→ Short exercise: Count the lines in the entries below that contain the string "this", with case counting. Reply with only the number.

→ Object pointing dataset rows:
•••

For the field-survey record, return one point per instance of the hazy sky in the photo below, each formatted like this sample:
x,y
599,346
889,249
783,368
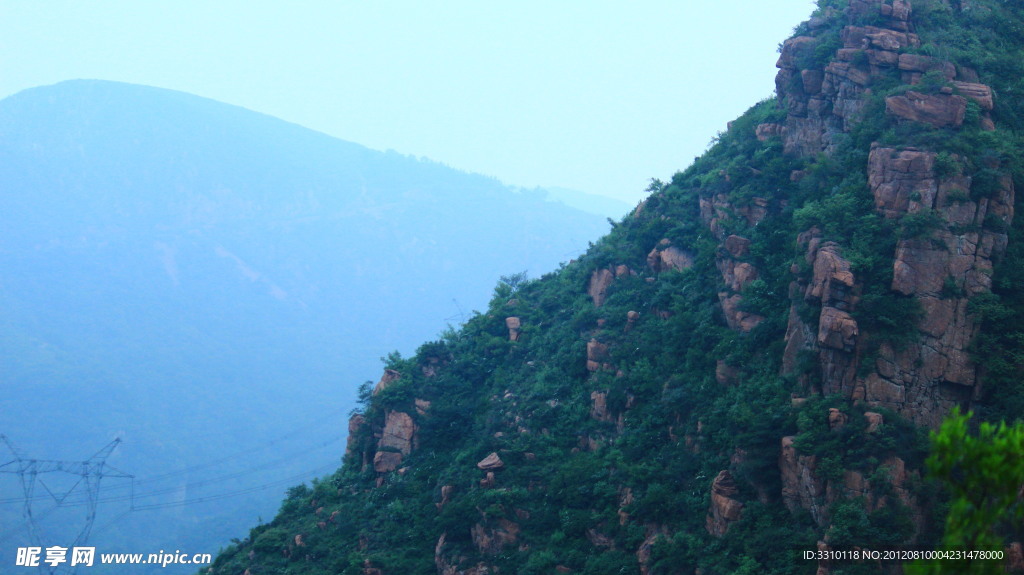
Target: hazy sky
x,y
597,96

•••

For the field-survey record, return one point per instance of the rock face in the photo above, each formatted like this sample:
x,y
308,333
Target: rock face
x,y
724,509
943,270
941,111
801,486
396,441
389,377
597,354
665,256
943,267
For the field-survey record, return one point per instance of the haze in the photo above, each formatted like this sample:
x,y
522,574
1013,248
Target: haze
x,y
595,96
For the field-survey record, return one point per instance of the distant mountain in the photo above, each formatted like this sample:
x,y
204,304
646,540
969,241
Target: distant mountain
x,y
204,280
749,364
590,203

•••

→ Solved exercise: 4